§ **What the exercise asks**
Locate every line in the items below that contains the word "crocodile", and copy each of those lines.

§ **Data for this exercise**
>> Begin

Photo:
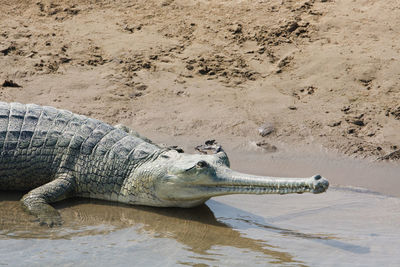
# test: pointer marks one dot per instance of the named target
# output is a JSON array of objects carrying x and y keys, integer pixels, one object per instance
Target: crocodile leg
[{"x": 36, "y": 202}]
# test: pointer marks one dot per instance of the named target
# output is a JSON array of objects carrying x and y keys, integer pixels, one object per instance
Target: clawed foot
[{"x": 210, "y": 146}]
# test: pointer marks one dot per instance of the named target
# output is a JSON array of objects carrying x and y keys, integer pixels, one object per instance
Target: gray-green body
[{"x": 55, "y": 154}]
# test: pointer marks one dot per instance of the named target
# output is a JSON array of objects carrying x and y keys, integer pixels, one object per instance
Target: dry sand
[{"x": 322, "y": 74}]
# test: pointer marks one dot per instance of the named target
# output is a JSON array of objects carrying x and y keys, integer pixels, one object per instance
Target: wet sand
[{"x": 348, "y": 225}]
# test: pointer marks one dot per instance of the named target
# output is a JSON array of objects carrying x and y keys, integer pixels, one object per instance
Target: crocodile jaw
[{"x": 231, "y": 182}]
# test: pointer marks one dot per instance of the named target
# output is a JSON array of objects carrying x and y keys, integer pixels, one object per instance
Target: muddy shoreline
[{"x": 318, "y": 73}]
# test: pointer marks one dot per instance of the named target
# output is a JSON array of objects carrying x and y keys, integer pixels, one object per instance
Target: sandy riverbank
[{"x": 316, "y": 73}]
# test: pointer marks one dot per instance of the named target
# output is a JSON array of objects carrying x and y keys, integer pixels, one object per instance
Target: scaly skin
[{"x": 57, "y": 154}]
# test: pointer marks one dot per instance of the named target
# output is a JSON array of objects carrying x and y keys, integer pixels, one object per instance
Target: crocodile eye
[{"x": 201, "y": 164}]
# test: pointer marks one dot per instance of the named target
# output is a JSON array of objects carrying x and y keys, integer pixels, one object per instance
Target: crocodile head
[{"x": 186, "y": 180}]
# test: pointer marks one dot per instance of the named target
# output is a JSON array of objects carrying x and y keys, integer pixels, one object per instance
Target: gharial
[{"x": 57, "y": 154}]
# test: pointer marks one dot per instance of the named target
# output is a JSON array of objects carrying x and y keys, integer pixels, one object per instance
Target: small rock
[
  {"x": 267, "y": 146},
  {"x": 391, "y": 156},
  {"x": 10, "y": 83},
  {"x": 141, "y": 87},
  {"x": 65, "y": 60},
  {"x": 358, "y": 122},
  {"x": 334, "y": 124},
  {"x": 266, "y": 129}
]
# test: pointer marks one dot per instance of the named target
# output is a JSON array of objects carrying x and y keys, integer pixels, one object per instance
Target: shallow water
[{"x": 347, "y": 226}]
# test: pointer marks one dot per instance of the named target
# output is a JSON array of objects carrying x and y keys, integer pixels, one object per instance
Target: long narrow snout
[{"x": 231, "y": 182}]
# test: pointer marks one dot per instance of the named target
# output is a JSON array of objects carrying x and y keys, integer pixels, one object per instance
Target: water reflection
[
  {"x": 197, "y": 229},
  {"x": 285, "y": 230}
]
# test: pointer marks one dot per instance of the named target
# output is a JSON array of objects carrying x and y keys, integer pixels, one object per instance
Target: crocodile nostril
[{"x": 317, "y": 177}]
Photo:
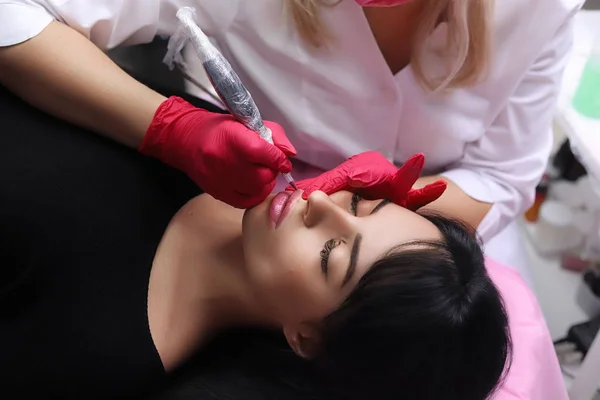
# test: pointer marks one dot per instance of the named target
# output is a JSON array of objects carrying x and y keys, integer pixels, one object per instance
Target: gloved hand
[
  {"x": 222, "y": 156},
  {"x": 374, "y": 177}
]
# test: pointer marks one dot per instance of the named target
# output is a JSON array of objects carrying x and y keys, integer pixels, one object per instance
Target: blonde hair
[{"x": 469, "y": 36}]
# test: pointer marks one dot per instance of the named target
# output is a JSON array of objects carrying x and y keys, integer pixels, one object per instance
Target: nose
[{"x": 321, "y": 210}]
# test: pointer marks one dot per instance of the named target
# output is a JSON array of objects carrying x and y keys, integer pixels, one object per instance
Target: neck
[{"x": 224, "y": 295}]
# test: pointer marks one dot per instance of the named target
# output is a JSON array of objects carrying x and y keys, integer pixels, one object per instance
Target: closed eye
[
  {"x": 354, "y": 203},
  {"x": 327, "y": 248}
]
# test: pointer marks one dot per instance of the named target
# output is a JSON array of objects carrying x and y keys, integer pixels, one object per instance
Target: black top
[{"x": 80, "y": 220}]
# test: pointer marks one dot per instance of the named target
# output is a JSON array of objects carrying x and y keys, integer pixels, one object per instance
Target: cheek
[{"x": 294, "y": 287}]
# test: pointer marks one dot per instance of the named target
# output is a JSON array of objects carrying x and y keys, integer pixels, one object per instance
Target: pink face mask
[{"x": 380, "y": 3}]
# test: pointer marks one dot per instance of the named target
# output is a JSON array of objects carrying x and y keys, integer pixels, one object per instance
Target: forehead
[{"x": 388, "y": 228}]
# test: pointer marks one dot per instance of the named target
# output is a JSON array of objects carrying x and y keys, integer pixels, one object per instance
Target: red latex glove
[
  {"x": 222, "y": 156},
  {"x": 374, "y": 177}
]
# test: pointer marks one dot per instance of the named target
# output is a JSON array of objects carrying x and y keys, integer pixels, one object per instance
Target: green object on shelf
[{"x": 587, "y": 97}]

>> End

§ **Result for this task**
Target: crocodile leg
Target: crocodile jaw
Target: crocodile eye
Target: crocodile head
Target: crocodile nostril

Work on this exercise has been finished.